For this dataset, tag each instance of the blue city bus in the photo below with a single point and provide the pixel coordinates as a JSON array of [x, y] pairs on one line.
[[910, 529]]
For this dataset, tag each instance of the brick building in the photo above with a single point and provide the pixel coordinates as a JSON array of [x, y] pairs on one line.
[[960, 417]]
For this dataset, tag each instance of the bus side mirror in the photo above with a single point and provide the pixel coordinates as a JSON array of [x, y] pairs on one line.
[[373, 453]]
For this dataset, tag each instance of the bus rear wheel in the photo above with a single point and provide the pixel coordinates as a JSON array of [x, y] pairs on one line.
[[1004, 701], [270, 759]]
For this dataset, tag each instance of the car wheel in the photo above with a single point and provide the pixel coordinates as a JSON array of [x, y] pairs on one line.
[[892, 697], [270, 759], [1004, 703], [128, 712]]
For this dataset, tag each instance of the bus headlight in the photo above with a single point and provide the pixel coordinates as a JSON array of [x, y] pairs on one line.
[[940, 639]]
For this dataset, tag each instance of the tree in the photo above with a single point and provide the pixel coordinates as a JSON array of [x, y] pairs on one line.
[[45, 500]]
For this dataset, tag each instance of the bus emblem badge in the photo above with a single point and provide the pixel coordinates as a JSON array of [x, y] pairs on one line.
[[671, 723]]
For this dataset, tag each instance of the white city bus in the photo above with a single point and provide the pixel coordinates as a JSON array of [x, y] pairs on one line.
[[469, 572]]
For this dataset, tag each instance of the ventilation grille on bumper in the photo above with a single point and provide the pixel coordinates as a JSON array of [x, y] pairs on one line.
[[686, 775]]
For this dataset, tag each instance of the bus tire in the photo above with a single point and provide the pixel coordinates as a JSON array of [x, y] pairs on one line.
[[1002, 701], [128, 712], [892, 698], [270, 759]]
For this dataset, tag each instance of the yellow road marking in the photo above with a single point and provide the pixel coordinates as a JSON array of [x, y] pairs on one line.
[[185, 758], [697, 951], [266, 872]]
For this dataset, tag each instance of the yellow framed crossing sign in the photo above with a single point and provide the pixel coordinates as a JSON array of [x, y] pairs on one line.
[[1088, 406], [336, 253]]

● **The request**
Copy out all of the records again, replacing "single point" with "single marker" each time it occurs and changing nothing else.

● **Reply to the task**
For this dataset, tag each instance of the blue city bus in the photo below with a single marker and provide the pixel coordinates as a JSON array of [x, y] pairs on one line.
[[910, 529]]
For this dataset, tag each instance of the brick building in the photo above with a single marker and provide the pixel coordinates as a JSON array of [x, y] pairs on one line.
[[960, 417]]
For this dataset, tag each instance of the bus side mirror in the photo above with a single marker and provide the pixel coordinates as a JSON array of [x, y] pairs on one line.
[[373, 453]]
For this dataset, tag each instance of the bus rear wheel in the photo above with a single marker and provide the pixel coordinates as a JSON array of [x, y] pairs on one line.
[[1004, 701], [270, 759]]
For this dataset, tag each instance of the car wheel in the photo above with a single marker and provide the pixel coordinates as a JSON array of [x, y] pairs on one line.
[[892, 697], [270, 759], [1004, 703], [128, 712]]
For this dataset, tag each instance of the bus headlight in the photo above with a single marker and provide the pixel coordinates as a JSON array of [x, y] pairs on one line.
[[940, 639]]
For this dataset, tag each instance of the tree in the photo above with a single marker and provide the pixel coordinates as a JSON array of [x, y] pairs on one line.
[[45, 500]]
For this dataset, tag each instance of the bus emblem badge in the photo above with a single marker and provide the pixel coordinates as a JSON array of [x, y] pairs on one line.
[[671, 723]]
For this dataset, tag each instance of the white city bus in the photo above with a single marker and provide the pixel coordinates as a JSON array of [x, y] pairs on one line.
[[469, 572]]
For this dataset, tag each instance of the ventilation grille on bumper in the photo above with a single marker and provide the pixel coordinates as a JSON array of [x, y] pairs on one line.
[[686, 775]]
For this dataset, tag each instance of the bus tire in the photo above with a single marker and provide the pixel coordinates as a JSON array of [x, y] pairs on one line.
[[1002, 701], [128, 712], [892, 698], [270, 759]]
For this dataset, tag each instance of the yellow road marking in the photo above with a single marker and provide the pixel coordinates as a JSON array of [x, y] pairs on one line.
[[185, 758], [697, 951], [266, 872]]
For this dataset, tag each instance of the yellow framed crossing sign in the photo above with a single marker and provide the pixel coordinates as a JSON array of [x, y] pairs on one line.
[[1088, 406], [336, 253]]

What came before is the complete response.